**Document passage:**
········

JWST is so powerful that it could equally help us observe the very first stars to have ignited in the Universe and find potentially habitable exoplanets. And to obtain these results, scientists and engineers have worked wonders to push the limit of what telescopes could achieve.

Why Put A Telescope In Space?

The first thing to understand about the James Webb Space Telescope is why it needs to be in space in the first place. After all, lifting complex machinery into space is a lot more difficult than building the same thing down on Earth.

By going out of the atmosphere, telescopes can get a view of the Universe undisturbed by light pollution, atmospheric turbulence, and, of course, clouds and weather patterns.

This is the reason why the relatively small Hubble telescope performed so well compared to ground-based telescopes. But this was extra important for JWST, as this telescope is measuring not visible light, but infrared light.

········

Stored data

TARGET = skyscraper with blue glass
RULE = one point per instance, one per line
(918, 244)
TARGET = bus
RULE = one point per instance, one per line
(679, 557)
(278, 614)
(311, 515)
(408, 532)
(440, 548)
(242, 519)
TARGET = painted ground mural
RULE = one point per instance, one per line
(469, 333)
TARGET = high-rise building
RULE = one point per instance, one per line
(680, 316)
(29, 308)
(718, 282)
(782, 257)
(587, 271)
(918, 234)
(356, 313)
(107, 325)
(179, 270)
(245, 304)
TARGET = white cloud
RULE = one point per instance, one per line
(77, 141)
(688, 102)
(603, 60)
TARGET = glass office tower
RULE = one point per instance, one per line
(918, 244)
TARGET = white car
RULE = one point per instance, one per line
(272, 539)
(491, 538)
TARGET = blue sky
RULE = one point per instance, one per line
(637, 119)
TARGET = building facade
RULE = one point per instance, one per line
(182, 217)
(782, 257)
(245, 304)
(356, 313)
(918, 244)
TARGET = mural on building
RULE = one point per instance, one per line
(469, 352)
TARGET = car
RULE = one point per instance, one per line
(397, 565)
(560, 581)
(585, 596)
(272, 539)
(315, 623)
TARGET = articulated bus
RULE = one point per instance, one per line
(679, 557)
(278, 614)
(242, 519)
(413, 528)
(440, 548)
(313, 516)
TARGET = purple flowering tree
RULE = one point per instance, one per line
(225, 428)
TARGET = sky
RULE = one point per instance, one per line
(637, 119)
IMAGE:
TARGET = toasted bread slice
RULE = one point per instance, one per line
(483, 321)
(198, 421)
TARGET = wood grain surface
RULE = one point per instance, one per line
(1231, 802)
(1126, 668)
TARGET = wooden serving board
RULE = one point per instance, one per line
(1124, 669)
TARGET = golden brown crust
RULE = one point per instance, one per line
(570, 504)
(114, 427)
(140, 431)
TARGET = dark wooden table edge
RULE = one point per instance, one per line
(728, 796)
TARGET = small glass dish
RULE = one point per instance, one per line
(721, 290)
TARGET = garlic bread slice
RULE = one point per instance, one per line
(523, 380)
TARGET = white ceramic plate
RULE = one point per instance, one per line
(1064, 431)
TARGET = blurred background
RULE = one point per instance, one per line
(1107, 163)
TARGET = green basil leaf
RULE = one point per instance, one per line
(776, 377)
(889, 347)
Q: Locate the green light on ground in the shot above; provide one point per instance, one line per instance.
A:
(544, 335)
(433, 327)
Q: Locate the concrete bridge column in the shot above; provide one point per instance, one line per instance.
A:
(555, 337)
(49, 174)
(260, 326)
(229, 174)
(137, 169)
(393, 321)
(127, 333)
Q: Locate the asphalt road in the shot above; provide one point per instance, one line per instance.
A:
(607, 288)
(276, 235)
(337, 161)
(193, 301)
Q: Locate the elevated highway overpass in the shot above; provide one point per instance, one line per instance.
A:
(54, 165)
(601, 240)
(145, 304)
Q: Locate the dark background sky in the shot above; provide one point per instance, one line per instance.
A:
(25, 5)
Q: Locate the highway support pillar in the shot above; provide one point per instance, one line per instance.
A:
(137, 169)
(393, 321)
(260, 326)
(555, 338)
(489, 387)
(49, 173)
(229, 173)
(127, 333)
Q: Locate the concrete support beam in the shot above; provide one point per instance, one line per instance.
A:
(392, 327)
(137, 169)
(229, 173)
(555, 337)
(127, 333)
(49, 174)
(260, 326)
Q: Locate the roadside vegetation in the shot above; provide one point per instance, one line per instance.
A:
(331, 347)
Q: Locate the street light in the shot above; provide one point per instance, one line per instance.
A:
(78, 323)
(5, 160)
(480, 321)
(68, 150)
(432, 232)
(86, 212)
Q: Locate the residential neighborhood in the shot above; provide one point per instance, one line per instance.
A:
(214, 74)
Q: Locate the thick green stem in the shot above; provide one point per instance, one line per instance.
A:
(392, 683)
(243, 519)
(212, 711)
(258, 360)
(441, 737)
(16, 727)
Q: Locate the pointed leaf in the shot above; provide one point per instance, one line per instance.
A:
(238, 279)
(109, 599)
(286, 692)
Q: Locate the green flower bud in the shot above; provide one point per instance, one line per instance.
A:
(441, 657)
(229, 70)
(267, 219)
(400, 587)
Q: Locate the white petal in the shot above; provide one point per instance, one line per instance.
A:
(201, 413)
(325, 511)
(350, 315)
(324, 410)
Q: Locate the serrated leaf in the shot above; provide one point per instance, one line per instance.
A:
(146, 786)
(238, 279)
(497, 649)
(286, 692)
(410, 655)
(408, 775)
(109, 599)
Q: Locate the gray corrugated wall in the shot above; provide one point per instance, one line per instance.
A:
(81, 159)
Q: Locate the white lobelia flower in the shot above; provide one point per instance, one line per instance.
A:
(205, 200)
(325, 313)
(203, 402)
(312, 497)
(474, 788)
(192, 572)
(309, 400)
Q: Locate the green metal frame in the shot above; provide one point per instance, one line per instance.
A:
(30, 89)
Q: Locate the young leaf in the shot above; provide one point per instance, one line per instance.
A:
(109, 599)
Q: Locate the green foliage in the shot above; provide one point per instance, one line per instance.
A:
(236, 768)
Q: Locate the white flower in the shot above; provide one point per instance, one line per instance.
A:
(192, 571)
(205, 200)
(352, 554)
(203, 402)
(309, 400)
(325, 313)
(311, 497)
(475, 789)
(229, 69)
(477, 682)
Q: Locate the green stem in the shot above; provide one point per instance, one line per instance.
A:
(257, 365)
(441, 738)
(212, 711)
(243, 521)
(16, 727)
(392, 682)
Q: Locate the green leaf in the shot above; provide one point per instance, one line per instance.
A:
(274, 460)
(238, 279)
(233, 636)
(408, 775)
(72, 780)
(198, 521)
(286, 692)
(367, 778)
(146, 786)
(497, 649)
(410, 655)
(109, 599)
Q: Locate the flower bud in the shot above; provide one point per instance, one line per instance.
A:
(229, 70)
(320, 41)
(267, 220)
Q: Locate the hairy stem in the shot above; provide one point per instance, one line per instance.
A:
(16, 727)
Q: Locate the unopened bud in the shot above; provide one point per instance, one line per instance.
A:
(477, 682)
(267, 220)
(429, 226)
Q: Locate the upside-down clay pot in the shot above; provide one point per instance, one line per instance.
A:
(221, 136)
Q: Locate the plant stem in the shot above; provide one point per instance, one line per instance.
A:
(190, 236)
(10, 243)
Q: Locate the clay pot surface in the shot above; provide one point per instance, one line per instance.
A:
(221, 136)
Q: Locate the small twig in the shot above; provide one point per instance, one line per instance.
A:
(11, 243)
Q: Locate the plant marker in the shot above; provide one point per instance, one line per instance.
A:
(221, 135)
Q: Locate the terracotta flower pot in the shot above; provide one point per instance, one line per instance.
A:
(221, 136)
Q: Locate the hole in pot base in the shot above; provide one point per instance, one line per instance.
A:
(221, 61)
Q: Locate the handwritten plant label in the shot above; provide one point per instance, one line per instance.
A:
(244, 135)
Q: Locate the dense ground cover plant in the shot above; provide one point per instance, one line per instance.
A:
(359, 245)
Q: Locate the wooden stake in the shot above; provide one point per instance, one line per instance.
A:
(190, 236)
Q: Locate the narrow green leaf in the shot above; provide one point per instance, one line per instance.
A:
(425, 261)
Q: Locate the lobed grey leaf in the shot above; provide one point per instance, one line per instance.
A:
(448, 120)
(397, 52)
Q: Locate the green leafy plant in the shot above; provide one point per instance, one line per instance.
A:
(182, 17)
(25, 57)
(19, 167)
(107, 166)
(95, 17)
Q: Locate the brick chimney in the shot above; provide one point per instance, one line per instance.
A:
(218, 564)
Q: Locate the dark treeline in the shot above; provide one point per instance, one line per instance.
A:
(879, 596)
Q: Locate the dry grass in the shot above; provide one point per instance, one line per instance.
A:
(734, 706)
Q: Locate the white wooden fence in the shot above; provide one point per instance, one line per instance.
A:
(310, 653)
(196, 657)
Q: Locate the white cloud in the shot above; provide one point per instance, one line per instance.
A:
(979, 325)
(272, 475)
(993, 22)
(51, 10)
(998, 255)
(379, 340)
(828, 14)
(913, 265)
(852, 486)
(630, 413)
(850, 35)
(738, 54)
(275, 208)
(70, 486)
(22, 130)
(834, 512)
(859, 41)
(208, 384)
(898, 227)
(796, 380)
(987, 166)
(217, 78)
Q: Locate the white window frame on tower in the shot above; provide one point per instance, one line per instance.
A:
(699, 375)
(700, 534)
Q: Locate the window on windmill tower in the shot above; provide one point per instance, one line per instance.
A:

········

**Direction:**
Please transcribe the passage on the James Webb Space Telescope, starting at "The first thing" and ending at "but infrared light.".

**The output:**
The first thing to understand about the James Webb Space Telescope is why it needs to be in space in the first place. After all, lifting complex machinery into space is a lot more difficult than building the same thing down on Earth.

By going out of the atmosphere, telescopes can get a view of the Universe undisturbed by light pollution, atmospheric turbulence, and, of course, clouds and weather patterns.

This is the reason why the relatively small Hubble telescope performed so well compared to ground-based telescopes. But this was extra important for JWST, as this telescope is measuring not visible light, but infrared light.